>> Begin Task input

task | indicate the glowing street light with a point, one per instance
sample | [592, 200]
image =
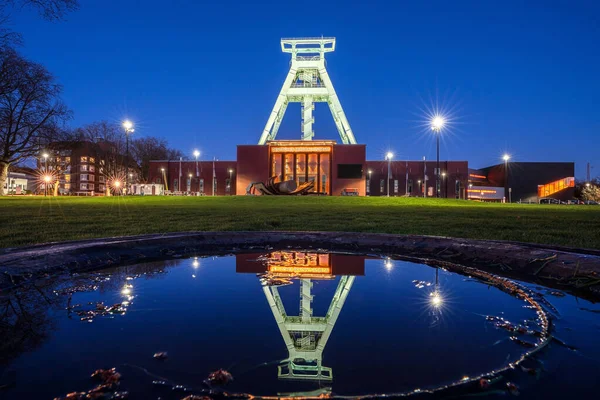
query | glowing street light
[128, 126]
[436, 299]
[197, 155]
[437, 124]
[47, 179]
[389, 157]
[506, 157]
[388, 263]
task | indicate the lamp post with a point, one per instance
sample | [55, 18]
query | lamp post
[46, 182]
[506, 157]
[437, 123]
[389, 157]
[128, 126]
[46, 178]
[196, 155]
[445, 184]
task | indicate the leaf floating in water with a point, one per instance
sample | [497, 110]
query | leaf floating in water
[220, 377]
[106, 390]
[512, 388]
[522, 342]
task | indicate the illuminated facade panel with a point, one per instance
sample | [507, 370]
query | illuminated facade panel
[554, 187]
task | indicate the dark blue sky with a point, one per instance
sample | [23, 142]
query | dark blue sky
[521, 77]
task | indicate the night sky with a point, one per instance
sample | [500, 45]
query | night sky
[520, 77]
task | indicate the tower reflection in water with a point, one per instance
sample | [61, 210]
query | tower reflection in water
[305, 335]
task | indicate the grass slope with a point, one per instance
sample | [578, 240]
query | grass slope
[29, 220]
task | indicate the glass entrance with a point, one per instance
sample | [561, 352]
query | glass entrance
[303, 167]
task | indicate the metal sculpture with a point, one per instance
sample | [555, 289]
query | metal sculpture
[307, 82]
[284, 188]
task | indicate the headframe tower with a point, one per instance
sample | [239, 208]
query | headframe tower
[307, 82]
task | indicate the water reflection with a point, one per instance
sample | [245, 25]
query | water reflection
[305, 335]
[485, 327]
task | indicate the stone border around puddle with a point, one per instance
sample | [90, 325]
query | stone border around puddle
[574, 270]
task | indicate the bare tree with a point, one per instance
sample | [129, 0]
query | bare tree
[30, 109]
[51, 10]
[146, 149]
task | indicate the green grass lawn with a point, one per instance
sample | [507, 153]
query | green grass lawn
[29, 220]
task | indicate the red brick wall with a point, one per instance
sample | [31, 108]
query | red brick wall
[253, 164]
[348, 154]
[205, 169]
[455, 170]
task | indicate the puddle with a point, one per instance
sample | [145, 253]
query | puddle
[296, 324]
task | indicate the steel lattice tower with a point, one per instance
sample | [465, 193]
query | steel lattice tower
[307, 83]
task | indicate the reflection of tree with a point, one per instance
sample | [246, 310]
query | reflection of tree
[24, 319]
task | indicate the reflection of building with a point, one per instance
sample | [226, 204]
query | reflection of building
[305, 335]
[527, 181]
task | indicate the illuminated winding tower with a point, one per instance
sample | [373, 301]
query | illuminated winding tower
[307, 82]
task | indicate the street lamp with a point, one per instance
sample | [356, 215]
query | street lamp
[46, 182]
[389, 157]
[196, 155]
[445, 185]
[506, 157]
[128, 126]
[437, 123]
[45, 155]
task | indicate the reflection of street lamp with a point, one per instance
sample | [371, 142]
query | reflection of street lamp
[506, 157]
[128, 126]
[437, 123]
[389, 157]
[436, 297]
[388, 263]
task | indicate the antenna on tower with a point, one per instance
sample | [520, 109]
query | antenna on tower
[307, 83]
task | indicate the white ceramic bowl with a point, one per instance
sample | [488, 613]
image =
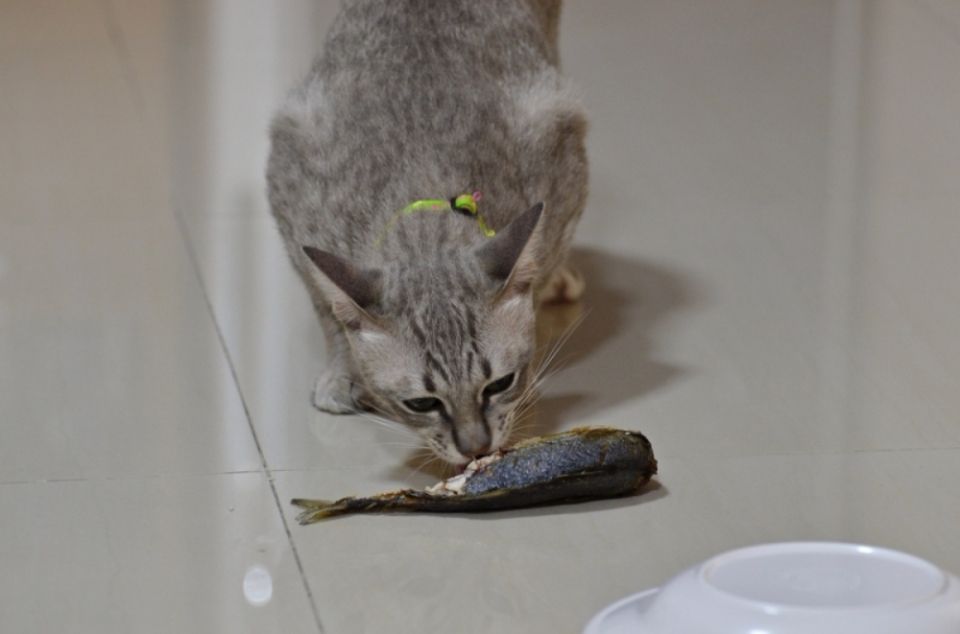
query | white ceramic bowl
[795, 588]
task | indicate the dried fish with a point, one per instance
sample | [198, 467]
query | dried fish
[581, 464]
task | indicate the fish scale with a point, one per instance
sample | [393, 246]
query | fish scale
[581, 464]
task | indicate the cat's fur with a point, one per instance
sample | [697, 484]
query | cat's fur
[430, 99]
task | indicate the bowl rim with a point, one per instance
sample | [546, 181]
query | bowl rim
[702, 570]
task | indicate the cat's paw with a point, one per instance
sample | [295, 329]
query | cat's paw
[565, 285]
[333, 393]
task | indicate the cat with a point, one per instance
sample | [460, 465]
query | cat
[427, 177]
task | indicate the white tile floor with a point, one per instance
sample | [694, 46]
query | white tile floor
[772, 245]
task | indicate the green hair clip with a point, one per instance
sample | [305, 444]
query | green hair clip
[465, 204]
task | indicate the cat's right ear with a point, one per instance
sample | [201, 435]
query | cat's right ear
[510, 257]
[352, 292]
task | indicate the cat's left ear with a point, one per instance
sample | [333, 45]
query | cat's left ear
[352, 292]
[510, 256]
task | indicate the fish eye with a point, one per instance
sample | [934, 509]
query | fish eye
[422, 405]
[500, 385]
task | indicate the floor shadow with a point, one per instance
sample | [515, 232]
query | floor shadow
[609, 356]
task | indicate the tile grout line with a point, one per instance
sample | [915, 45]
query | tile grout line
[253, 432]
[118, 42]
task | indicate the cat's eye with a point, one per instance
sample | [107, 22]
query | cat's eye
[500, 385]
[422, 405]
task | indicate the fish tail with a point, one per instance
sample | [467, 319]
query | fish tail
[316, 510]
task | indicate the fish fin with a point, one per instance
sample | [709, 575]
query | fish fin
[316, 510]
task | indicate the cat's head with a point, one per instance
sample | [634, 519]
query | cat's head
[444, 346]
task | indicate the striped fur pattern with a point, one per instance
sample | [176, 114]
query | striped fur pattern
[432, 325]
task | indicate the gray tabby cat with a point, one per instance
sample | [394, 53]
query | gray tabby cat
[427, 319]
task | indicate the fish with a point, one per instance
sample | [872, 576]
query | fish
[585, 463]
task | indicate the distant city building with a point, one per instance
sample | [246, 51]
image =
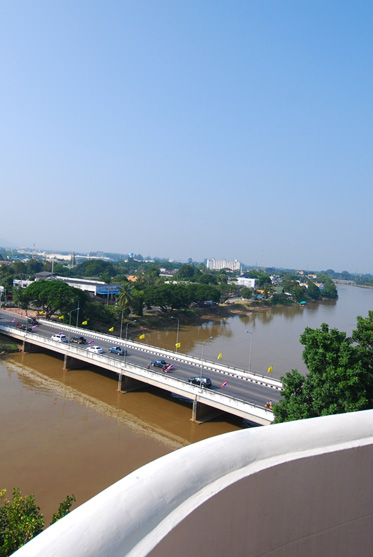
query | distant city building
[219, 264]
[93, 287]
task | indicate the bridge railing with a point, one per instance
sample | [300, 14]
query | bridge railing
[121, 366]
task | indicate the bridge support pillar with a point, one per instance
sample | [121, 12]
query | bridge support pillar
[202, 413]
[71, 363]
[128, 384]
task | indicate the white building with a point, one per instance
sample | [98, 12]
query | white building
[219, 264]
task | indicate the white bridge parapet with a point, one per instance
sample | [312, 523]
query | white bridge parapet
[158, 379]
[175, 356]
[298, 488]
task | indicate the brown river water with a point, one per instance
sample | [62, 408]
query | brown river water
[72, 432]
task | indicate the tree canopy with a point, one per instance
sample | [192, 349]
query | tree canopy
[53, 296]
[21, 519]
[339, 377]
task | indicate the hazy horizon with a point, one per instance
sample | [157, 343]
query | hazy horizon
[227, 129]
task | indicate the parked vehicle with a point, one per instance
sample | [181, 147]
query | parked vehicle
[26, 328]
[167, 368]
[78, 340]
[118, 350]
[159, 363]
[59, 338]
[95, 349]
[204, 382]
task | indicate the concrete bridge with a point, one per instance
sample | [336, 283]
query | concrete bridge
[134, 372]
[298, 488]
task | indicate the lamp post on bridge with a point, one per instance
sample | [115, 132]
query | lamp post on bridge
[203, 351]
[77, 315]
[177, 332]
[129, 323]
[251, 345]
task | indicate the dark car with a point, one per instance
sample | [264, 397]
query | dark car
[26, 328]
[78, 340]
[204, 382]
[118, 350]
[159, 363]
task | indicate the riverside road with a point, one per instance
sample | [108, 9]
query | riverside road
[228, 381]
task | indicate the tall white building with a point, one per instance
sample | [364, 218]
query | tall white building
[219, 264]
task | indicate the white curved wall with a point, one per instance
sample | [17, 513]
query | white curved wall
[301, 488]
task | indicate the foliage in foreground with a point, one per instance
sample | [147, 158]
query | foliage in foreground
[339, 379]
[21, 519]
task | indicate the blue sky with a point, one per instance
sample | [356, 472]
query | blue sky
[228, 129]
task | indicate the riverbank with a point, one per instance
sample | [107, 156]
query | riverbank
[7, 346]
[194, 316]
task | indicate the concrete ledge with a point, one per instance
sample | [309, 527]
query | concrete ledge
[152, 509]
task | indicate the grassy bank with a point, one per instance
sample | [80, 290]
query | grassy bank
[194, 316]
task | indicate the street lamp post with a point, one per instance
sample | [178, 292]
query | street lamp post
[121, 324]
[129, 323]
[177, 332]
[77, 317]
[251, 345]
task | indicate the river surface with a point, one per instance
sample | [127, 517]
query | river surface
[65, 432]
[273, 336]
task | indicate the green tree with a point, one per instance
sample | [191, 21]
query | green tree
[54, 296]
[64, 508]
[313, 291]
[125, 298]
[337, 380]
[21, 520]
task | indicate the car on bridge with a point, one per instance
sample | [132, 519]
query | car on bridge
[118, 350]
[78, 340]
[159, 363]
[24, 327]
[204, 382]
[59, 338]
[95, 349]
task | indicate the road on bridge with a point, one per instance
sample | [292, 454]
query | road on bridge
[238, 386]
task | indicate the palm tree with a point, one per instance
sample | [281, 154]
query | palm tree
[125, 298]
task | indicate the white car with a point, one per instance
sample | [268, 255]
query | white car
[59, 338]
[95, 349]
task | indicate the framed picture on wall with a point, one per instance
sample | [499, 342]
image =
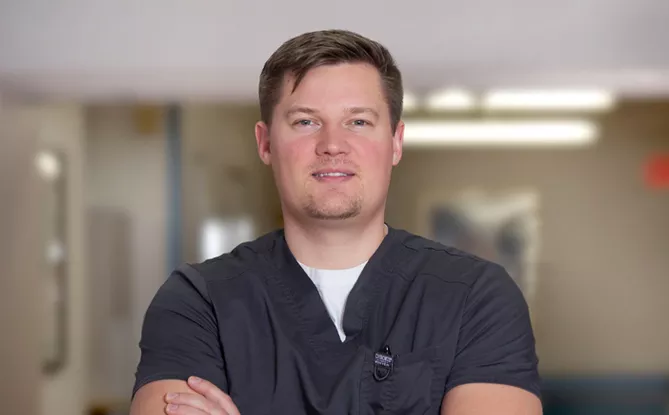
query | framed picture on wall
[502, 227]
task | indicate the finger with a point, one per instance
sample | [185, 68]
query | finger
[195, 401]
[173, 409]
[211, 392]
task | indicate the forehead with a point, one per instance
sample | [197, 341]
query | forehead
[342, 85]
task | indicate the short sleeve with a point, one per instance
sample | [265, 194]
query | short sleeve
[496, 343]
[180, 334]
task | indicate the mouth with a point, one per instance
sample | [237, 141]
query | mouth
[330, 175]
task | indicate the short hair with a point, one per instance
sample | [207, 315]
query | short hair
[328, 47]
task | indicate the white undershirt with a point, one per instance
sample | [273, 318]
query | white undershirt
[334, 287]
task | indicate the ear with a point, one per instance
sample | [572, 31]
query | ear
[262, 141]
[398, 142]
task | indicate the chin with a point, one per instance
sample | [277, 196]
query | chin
[338, 211]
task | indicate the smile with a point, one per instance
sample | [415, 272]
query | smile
[333, 174]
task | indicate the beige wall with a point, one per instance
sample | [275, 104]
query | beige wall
[57, 127]
[601, 301]
[222, 174]
[126, 186]
[19, 196]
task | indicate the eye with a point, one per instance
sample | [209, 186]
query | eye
[360, 123]
[303, 123]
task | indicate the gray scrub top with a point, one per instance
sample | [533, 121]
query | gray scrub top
[421, 319]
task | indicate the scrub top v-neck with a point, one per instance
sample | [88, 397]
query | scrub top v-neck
[420, 320]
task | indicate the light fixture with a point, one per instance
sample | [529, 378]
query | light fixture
[548, 100]
[500, 133]
[48, 165]
[454, 99]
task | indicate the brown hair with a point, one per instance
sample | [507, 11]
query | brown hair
[328, 47]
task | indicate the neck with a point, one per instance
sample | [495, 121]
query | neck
[332, 246]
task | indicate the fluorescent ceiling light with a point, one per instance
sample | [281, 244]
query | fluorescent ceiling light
[452, 100]
[549, 100]
[492, 133]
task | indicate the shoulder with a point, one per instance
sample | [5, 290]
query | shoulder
[446, 263]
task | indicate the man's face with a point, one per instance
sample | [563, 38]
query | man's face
[331, 144]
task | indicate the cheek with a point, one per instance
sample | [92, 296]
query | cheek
[377, 158]
[293, 159]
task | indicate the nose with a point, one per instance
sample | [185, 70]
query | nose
[332, 143]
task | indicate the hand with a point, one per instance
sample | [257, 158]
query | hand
[208, 400]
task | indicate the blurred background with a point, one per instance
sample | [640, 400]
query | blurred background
[537, 136]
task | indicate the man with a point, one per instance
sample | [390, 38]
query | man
[338, 313]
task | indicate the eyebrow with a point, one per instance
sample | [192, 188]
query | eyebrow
[349, 110]
[362, 110]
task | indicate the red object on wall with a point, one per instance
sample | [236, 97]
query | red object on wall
[657, 172]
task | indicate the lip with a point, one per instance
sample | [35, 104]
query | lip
[326, 171]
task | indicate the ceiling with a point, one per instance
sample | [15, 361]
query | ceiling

>> End Task input

Written instruction: Copy out everything from the line containing "task | indicate the fluorescent" down to the end of the entries, without changing any of it.

Result of this task:
task | indicate the fluorescent ceiling light with a point, one per instance
sample | [281, 244]
query | fluorescent ceiling light
[452, 100]
[549, 100]
[492, 133]
task | indicate the shoulder with a point, one per instance
sample | [5, 290]
query | shoulder
[446, 263]
task | indicate the man's face with a point, one per instance
sample | [563, 38]
query | man's face
[331, 144]
task | indicate the cheek with a point, one per instance
sample | [92, 296]
query | cheek
[377, 158]
[293, 159]
task | indicate the nose with a point, one per instance
sample | [185, 70]
query | nose
[332, 143]
task | indicate the hand with a point, one per instance
sample | [257, 158]
query | hand
[208, 400]
task | indicate the blurred background with a point, one per instance
sample | [640, 400]
query | blurred background
[537, 136]
task | indicate the man with a point, one per instance
sample | [390, 38]
query | man
[338, 313]
task | indicate the eyebrow with a point, one per instance
sample | [192, 188]
query | eyebrow
[349, 110]
[362, 110]
task | indicate the red object on wall with a point, one per instance
sample | [236, 97]
query | red object on wall
[657, 172]
task | indicate the lip with a point, one per instance
sample | [35, 104]
query | lip
[326, 171]
task | indicate the ceiling with a point, one per instance
sample | [15, 361]
query | ceiling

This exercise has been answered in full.